— RECORDS SUPPLIED —
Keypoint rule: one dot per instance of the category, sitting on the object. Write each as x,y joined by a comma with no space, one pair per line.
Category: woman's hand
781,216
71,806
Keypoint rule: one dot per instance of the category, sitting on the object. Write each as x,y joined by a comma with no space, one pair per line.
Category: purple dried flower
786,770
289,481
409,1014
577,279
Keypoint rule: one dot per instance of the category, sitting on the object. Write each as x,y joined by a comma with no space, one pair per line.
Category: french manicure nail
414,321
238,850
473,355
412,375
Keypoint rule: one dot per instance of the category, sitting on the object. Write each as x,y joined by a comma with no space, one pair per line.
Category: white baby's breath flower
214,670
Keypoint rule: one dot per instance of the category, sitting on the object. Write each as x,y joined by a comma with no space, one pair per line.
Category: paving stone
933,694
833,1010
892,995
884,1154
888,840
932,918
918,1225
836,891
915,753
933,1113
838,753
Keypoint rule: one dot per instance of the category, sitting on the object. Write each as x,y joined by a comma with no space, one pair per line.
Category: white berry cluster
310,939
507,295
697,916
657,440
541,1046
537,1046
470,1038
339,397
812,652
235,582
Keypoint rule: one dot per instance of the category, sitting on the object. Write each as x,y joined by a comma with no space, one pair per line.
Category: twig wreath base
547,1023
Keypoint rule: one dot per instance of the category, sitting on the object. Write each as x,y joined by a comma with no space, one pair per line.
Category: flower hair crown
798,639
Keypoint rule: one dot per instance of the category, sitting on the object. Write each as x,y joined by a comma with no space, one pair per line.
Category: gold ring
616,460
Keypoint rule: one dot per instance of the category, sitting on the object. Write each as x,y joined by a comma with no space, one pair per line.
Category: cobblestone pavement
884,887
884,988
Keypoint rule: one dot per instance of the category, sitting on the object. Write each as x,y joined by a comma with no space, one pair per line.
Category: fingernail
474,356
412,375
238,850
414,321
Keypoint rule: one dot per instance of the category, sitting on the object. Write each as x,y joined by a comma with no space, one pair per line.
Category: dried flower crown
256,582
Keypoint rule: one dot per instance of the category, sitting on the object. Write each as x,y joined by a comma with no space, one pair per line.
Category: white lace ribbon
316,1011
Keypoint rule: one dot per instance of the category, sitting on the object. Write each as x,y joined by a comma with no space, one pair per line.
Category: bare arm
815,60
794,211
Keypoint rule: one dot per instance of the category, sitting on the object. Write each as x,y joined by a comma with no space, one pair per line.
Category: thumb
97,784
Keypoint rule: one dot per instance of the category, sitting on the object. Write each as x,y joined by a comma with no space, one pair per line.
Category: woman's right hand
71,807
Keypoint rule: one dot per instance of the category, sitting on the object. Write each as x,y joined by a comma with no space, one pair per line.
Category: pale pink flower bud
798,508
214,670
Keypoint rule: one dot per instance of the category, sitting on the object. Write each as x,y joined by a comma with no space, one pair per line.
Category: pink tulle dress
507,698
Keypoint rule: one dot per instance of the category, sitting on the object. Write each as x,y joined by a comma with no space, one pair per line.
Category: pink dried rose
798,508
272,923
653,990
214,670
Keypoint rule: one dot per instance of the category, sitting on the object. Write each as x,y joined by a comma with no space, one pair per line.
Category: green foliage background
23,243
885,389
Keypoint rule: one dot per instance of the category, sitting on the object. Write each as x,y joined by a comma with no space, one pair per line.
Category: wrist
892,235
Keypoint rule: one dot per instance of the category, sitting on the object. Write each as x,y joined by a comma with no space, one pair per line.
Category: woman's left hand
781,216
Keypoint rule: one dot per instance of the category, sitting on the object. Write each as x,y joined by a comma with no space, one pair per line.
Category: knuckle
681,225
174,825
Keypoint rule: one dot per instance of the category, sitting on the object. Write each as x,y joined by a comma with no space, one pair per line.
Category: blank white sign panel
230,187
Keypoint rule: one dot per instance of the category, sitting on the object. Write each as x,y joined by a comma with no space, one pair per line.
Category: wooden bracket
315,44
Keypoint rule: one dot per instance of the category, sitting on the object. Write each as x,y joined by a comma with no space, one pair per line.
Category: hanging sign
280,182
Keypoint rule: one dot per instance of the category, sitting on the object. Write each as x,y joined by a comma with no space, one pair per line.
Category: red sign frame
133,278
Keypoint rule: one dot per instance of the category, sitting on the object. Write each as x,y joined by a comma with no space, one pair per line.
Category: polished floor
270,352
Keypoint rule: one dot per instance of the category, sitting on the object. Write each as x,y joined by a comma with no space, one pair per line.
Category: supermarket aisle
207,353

— EXERCISE DETAILS —
Reproduce all of the records exactly.

— TASK SOLUTION —
Keypoint rule: one dot per instance of the category, sitting on the object. Write each as x,y joined by a comma with no space, one pair per line.
Category: woman's hand
781,216
71,806
Keypoint rule: one dot per instance of the category, sitting on the object. Write each as x,y joined by a comma with no space, one pair per line.
Category: purple dried flower
786,770
289,481
409,1014
577,279
Keypoint rule: one dot per instance of the category, sitting on the object. Write each as x,y joined by a comma with no space, one pair per line.
Category: french manicure nail
414,321
238,850
473,355
412,375
Keypoint rule: one dot per instance of the category, sitting on the object. Write each as x,y joined by a comma with no space, one pair per line.
Category: white baby's breath flower
214,670
Keypoint rule: one dot per instance of the category, sitting on the object. Write each as x,y joined by a comma with no space, one pair per line.
Category: paving stone
933,694
833,1010
892,995
884,1154
888,840
932,918
918,1225
836,891
915,753
933,1113
838,753
Keypoint rule: one dot per instance of the category, sitting on the object. Write each as x,y joined by a comma with no space, one pair per line.
Category: white berry cluster
310,939
507,295
697,916
657,440
541,1046
537,1046
470,1038
339,397
812,652
235,582
Keypoint rule: one dot per instance of the category, sitting on the object. Write each as x,y joined by a comma with no space, one pair per line.
Category: twig wreath base
547,1023
Keypoint rule: one dot per instance of the category, sitting on the object. Write each as x,y joined by a comma with no space, one pair per line.
Category: flower hair crown
798,639
Keypoint rule: one dot per instance of the category, sitting on the object. Write each as x,y joined by a comma with no space, one pair per line.
Category: gold ring
616,460
Keypoint rule: one dot per instance of the category, sitting on the object. Write each as x,y joined by a comma with no space, one pair per line.
Category: cobblestone pavement
884,887
884,988
Keypoint rule: one dot per instance of the category, sitting on the object. Write each as x,y joined by a comma with no space, one pair per line.
Category: fingernail
474,356
412,375
238,850
414,321
Keypoint rule: one dot per instance of the category, sitting on the object. Write each as x,y joined by a comma with no space, one pair per line.
Category: dried flower crown
256,582
Keypoint rule: one dot per instance of the category, sitting on the object. Write each as x,y joined by a comma with no space, one pair per line.
Category: white lace ribbon
316,1011
Keypoint rule: one dot per instance of the category, sitting on the object. Write each as x,y joined by a comma with no space, one pair per line.
Category: bare arm
815,60
794,211
Keypoint rule: one dot per instance of the category, sitting on the object. Write each as x,y joined by a comma with no space, one pair per line.
Category: thumb
97,784
Keypoint rule: one dot per instance of the category, sitting on the object. Write each as x,y joined by a comma with no space, one pair per line.
Category: woman's right hand
71,807
Keypoint rule: one dot per instance of the category, sitting on the object. Write each as x,y joined by a comma with no space, one pair per line.
Category: pale pink flower bud
798,508
214,670
Keypoint rule: one dot per instance of the category, sitting on the object. Write each as x,y joined by a comma with no space, one pair per line.
Category: pink tulle dress
507,698
Keypoint rule: one dot per instance of the category, sitting on the object. Write each as x,y joined by a comma with no space, one pair per line.
Category: pink dried rose
798,508
272,923
653,990
214,670
Keypoint rule: one dot per instance of the category, sitting on the object. Write each as x,y joined by a comma with no space, one pair per line.
Category: green foliage background
23,243
885,389
Keypoint rule: one dot per instance of the category, sitting on the object. Write each as x,y joined by a comma with no space, one pair per line.
Category: wrist
892,235
Keypoint rule: one dot per instance of the category, sitting on the object. Write each as x,y joined by a comma with no space, one pair per line.
Category: woman's left hand
781,216
Keypoint rule: one dot per instance of the category, sitting on the object. Write each as x,y joined by a comma with no space, one pair per line.
Category: knuckle
681,225
174,825
Keypoint rule: one dot per instance of the category, sitting on the object. Write each as x,y joined by a comma with no space, one pair per line.
Category: blank white sign panel
230,187
Keypoint rule: one dot per instance of the category, sitting on the object. Write each as x,y joined by a comma with no space, one pair per line.
Category: wooden bracket
315,44
Keypoint rule: one dot per instance of the category, sitting on the object. Write each as x,y joined by a comma with no space, one pair per line.
Category: hanging sign
280,182
Keypoint rule: one dot per instance of the category, sitting on the object. Write each as x,y joined by a comma with no space, one pair per line.
Category: red sign frame
133,278
Keypoint rule: one dot per instance of the category, sitting on the object. Write each as x,y joined by a comma with no space, one pair per line.
Category: polished floor
270,352
Keypoint rule: one dot per instance of the category, sitting on the object. Write each as x,y joined by a comma with no space, one pair per line.
Category: supermarket aisle
207,353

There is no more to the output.